• To do:
1. Decide whether each statement below agrees with the article on China's property market package, answering yes or no and quoting the words from the article that decide it. (a) The minimum down-payment ratio on second home purchases is being lowered to 15% from 25%. (b) The PBOC stated that the mortgage refinancing plan will apply only to first-home purchasers. (c) The re-lending program will now provide 100% of the principal of bank loans for purchases of unsold property inventories.
2. Reproduce the passage of the article on China's property market package word for word, starting at "Homeowners will be" and ending at "May, Pan said.".

(Bloomberg) -- China unveiled its biggest package yet to shore up its beleaguered property market, lowering borrowing costs on as much as $5.3 trillion in mortgages and easing down-payment requirements for second home purchases to a historical low.
The People’s Bank of China will cut outstanding mortgage rates for individual borrowers by an average of 0.5 percentage point, Governor Pan Gongsheng said at a press conference on Tuesday. The minimum down-payment ratio on second home purchases will be lowered to 15% from 25%.
The plan, confirming earlier reports by Bloomberg News, underscores Beijing’s urgency to stem a housing-led slowdown in Asia’s largest economy as it faces the prospect of increasing protectionism and a shaky global outlook. The moves comes as economists at banks including UBS Group AG, JPMorgan Chase & Co. and Bank of America Corp. predicted that China will fall short of delivering on its growth target this year.
The PBOC didn’t specify whether the mortgage refinancing plan this year will apply to first-home purchasers only, which would be the same as its first reduction a year earlier, or expand to also include second-home buyers. Mortgage rates for purchasing second homes are much higher than for first homes.
Homeowners will be able to renegotiate terms with their current lenders first, Governor Pan said. Regulators will then consider whether to allow borrowers to refinance with a different bank, he added. Mortgage refinancing between banks, if later approved, would be the first time since the global financial crisis and would likely ramp up competition among lenders.
Separately, the PBOC will ramp up its re-lending program for state-owned firms to acquire unsold property inventories. It will now provide 100% of the principal of bank loans for such purchases, up from 60% announced in May, Pan said.

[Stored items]
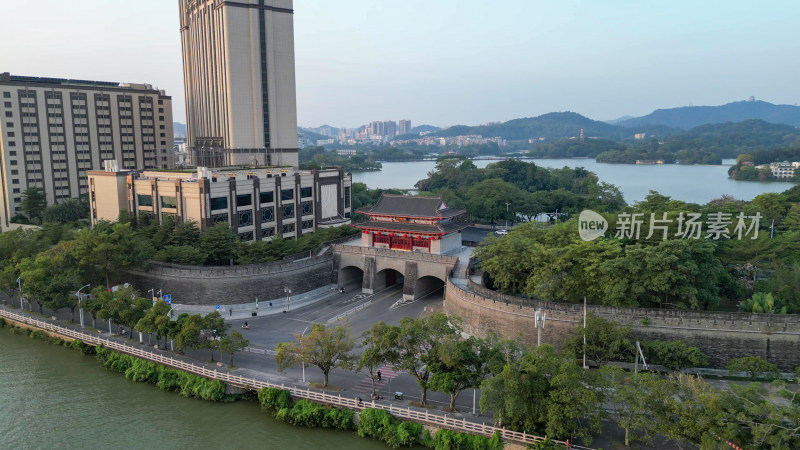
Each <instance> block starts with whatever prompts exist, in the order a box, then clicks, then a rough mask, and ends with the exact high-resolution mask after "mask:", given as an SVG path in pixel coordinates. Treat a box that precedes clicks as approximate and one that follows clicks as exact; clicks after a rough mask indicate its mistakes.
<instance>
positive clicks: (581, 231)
mask: <svg viewBox="0 0 800 450" xmlns="http://www.w3.org/2000/svg"><path fill="white" fill-rule="evenodd" d="M606 230H608V222H607V221H606V219H605V217H603V216H601V215H600V214H597V213H596V212H594V211H592V210H589V209H584V210H583V211H581V215H580V216H578V234H579V235H580V236H581V239H583V240H584V241H593V240H595V239H597V238H599V237H601V236H603V235H604V234H606Z"/></svg>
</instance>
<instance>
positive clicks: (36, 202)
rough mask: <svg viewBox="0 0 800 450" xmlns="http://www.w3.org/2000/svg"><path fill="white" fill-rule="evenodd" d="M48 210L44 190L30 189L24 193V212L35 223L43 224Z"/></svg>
mask: <svg viewBox="0 0 800 450" xmlns="http://www.w3.org/2000/svg"><path fill="white" fill-rule="evenodd" d="M45 209H47V196H46V194H45V192H44V190H43V189H41V188H38V187H30V188H28V189H26V190H25V191H24V192H22V212H23V213H24V214H25V215H26V216H28V219H30V220H31V221H32V222H34V223H42V215H43V214H44V211H45Z"/></svg>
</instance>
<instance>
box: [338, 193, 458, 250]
mask: <svg viewBox="0 0 800 450" xmlns="http://www.w3.org/2000/svg"><path fill="white" fill-rule="evenodd" d="M466 212H467V211H466V210H463V209H452V208H448V207H447V204H446V203H445V202H444V200H443V199H442V198H441V197H421V196H414V195H411V196H406V195H387V194H384V195H383V196H381V199H380V200H378V203H376V204H375V206H373V207H372V208H370V209H367V210H363V211H358V213H359V214H364V215H366V216H367V217H369V219H368V220H367V221H365V222H359V223H357V224H355V225H353V226H355V227H358V228H359V229H361V246H362V247H374V248H386V249H390V250H399V251H407V252H422V253H432V254H437V255H441V254H443V253H447V252H449V251H451V250H455V249H458V248H460V247H461V243H462V241H461V230H463V229H464V228H466V227H468V226H469V224H468V223H465V222H463V221H462V220H461V219H463V217H464V215H465V214H466Z"/></svg>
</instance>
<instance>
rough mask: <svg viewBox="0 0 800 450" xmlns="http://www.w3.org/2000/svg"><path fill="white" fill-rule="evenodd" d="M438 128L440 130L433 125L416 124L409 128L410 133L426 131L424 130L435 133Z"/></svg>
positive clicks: (424, 131)
mask: <svg viewBox="0 0 800 450" xmlns="http://www.w3.org/2000/svg"><path fill="white" fill-rule="evenodd" d="M439 130H441V128H439V127H435V126H433V125H418V126H416V127H412V128H411V134H419V133H426V132H431V133H435V132H437V131H439Z"/></svg>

• Results for the exercise:
1.
(a) Yes: "The minimum down-payment ratio on second home purchases will be lowered to 15% from 25%."
(b) No: "The PBOC didn’t specify whether the mortgage refinancing plan this year will apply to first-home purchasers only"
(c) Yes: "It will now provide 100% of the principal of bank loans for such purchases, up from 60% announced in May"

2.
Homeowners will be able to renegotiate terms with their current lenders first, Governor Pan said. Regulators will then consider whether to allow borrowers to refinance with a different bank, he added. Mortgage refinancing between banks, if later approved, would be the first time since the global financial crisis and would likely ramp up competition among lenders.
Separately, the PBOC will ramp up its re-lending program for state-owned firms to acquire unsold property inventories. It will now provide 100% of the principal of bank loans for such purchases, up from 60% announced in May, Pan said.